▸ **Supplied passage**:
──────
Woodstock Sports
- Full name: Woodstock Sports Football Club
- Nickname: The Sports
- Founded: 1961 as Teynham & Lynsted
- Dissolved: 2015
- Ground: Woodstock Park Sittingbourne, Kent
| Home colours | Away colours |

= Woodstock Sports F.C. =

Association football club (defunct) in England

Woodstock Sports Football Club was an English football team based near Sittingbourne, Kent. The club was founded in 1961 as Teynham and Lynsted and following an amalgamation in 1998 were renamed Norton Sports. In 2011 shortly after relocating to Woodstock Park the club renamed itself as Woodstock Sports.

The original club played in local district leagues before, in 1989, joining the Kent County League. In 2008, playing as Norton Sports, the club was elected to the Kent League (which was subsequently renamed the Southern Counties East Football League). The club, struggling for financial backing, was dissolved in 2015.

==History==
The forerunner club Teynham and Lynsted F.C. were founded in 1961 and joined the Sittingbourne League. In 1962 they were founder members of the newly formed Sittingbourne and Sheppey Combination. They joined at Division One level, however the following season they dropped to Division Two where they played until 1967 after which they returned to the top division. In 1970 Teynham & Lynsted switched to the Canterbury and District League, joining the league's Division Three. Following three straight promotions (including two championships in 1971 and 1972 and a fortunate uplift to replace a resigning club in 1973) the club climbed to the Canterbury and District League Premier Division for the 1973–74 season. The club were runners-up in the division over the 1977–78 season and again a decade later in 1987–1988 – in the latter season they won the league's Challenge Trophy. They retained the trophy in their final season in the league, 1988–89, and were beaten finalists in the Kent Junior Cup (Division A); however the main drama of the season was when league leaders Faversham Blues resigned from the league prior to their final match, a title decider against Teynham & Lynsted – which handed the title to the Teynham club.

In 1989 the club were accepted into the Kent County League and joined its Eastern Section Premier Division. After achieving the divisional runners-up position in their first season the club moved up to the league's Senior Division. In 1992 the Kent County League instigated a single non-geographic unified Premier Division in which Teynham & Lynsted were included; a season later, 1993–94, the club were champions of the division. Two seasons later in 1996 the club won the Kent County League Inter Regional Challenge Cup. After their 1994 league victory the club slid down the division over the next few seasons and finished bottom over the 1997–98 season and were relegated to Kent County League Division One (East).
──────
▸ **Provided records**:
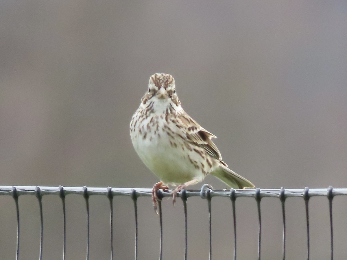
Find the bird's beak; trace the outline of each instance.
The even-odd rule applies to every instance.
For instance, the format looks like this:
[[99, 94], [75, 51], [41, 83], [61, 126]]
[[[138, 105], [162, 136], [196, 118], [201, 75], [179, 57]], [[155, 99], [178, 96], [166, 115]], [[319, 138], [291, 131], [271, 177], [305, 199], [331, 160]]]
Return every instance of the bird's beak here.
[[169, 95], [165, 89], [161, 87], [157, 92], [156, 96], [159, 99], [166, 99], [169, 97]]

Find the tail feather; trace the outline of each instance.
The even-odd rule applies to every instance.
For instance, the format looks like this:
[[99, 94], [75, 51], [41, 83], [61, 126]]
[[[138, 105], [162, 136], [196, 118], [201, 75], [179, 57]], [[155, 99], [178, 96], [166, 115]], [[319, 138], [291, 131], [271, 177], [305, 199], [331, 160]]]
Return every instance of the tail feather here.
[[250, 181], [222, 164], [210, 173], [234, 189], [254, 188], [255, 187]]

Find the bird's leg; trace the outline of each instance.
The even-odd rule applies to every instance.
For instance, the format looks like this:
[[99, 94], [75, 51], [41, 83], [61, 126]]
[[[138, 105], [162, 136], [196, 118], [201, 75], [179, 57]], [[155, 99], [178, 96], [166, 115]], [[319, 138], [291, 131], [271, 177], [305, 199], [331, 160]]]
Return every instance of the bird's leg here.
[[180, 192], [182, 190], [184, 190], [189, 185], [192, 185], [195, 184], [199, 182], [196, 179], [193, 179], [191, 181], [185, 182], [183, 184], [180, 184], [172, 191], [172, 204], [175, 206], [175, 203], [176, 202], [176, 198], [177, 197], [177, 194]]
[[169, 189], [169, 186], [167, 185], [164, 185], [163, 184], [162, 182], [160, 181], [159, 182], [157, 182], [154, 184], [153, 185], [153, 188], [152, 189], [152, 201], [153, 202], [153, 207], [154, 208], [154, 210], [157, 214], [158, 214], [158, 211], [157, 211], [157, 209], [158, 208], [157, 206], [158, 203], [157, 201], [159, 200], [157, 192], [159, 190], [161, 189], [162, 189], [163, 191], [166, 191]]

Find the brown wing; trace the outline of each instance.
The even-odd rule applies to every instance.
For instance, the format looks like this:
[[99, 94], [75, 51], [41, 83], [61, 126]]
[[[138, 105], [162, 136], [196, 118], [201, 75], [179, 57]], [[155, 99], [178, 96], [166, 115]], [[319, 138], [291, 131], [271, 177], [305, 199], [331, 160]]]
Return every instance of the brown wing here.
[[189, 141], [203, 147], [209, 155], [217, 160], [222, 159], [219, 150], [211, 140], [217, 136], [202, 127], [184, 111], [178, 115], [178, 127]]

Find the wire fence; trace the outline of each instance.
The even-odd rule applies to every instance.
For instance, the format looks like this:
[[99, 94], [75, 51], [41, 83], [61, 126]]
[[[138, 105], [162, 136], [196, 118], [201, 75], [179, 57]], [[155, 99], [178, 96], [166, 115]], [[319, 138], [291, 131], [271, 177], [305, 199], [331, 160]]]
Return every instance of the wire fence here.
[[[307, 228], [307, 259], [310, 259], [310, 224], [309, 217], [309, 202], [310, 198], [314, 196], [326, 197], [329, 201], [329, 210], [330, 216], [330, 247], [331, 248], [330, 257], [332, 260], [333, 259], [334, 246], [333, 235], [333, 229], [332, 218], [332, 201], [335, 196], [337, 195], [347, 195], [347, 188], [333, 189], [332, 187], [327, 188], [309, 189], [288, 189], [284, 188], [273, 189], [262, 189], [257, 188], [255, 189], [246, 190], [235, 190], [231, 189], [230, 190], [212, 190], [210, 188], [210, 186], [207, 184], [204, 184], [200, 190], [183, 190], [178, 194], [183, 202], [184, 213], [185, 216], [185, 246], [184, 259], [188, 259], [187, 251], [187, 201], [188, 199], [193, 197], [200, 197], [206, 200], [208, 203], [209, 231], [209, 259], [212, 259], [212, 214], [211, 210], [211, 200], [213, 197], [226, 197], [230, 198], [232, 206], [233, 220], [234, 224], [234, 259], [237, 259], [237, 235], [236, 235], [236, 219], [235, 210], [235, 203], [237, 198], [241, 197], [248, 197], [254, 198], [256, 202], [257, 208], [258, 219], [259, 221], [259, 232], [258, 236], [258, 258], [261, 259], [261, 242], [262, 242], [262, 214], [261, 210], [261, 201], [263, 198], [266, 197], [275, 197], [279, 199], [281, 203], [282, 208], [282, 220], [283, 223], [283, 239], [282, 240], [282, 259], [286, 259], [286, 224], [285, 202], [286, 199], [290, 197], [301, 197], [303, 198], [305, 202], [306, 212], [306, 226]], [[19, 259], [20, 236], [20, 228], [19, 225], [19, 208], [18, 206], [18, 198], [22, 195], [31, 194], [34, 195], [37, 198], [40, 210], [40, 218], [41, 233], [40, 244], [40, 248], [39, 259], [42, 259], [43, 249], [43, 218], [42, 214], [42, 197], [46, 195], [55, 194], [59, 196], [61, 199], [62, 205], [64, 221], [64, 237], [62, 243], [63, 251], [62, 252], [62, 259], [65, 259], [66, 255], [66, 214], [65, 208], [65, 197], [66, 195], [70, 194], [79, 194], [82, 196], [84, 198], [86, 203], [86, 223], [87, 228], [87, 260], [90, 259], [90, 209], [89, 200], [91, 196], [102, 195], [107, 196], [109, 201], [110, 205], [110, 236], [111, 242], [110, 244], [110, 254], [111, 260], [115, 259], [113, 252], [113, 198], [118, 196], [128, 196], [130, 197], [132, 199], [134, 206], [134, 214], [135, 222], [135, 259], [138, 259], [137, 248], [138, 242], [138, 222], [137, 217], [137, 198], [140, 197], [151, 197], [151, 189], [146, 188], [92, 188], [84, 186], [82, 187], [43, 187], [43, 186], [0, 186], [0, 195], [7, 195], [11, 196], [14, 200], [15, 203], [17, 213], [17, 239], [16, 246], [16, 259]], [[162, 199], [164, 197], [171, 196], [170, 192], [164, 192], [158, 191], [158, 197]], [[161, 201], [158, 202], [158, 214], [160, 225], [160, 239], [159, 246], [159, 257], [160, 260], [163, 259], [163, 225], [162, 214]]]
──────
▸ **Task requirements**:
Using the Woodstock Sports article, mark each statement below yes if the article supports it or no if it does not, and quote the words that decide it.
1. The club joined the Kent County League in 1989.
2. Teynham & Lynsted won the Canterbury and District League title by beating Faversham Blues in their final match.
3. The club finished bottom in the 1997–98 season and was relegated.
Work from the Woodstock Sports article alone.

▸ **Exercise solution**:
1. Yes: "in 1989, joining the Kent County League."
2. No: "league leaders Faversham Blues resigned from the league prior to their final match, a title decider against Teynham & Lynsted – which handed the title to the Teynham club."
3. Yes: "finished bottom over the 1997–98 season and were relegated to Kent County League Division One (East)."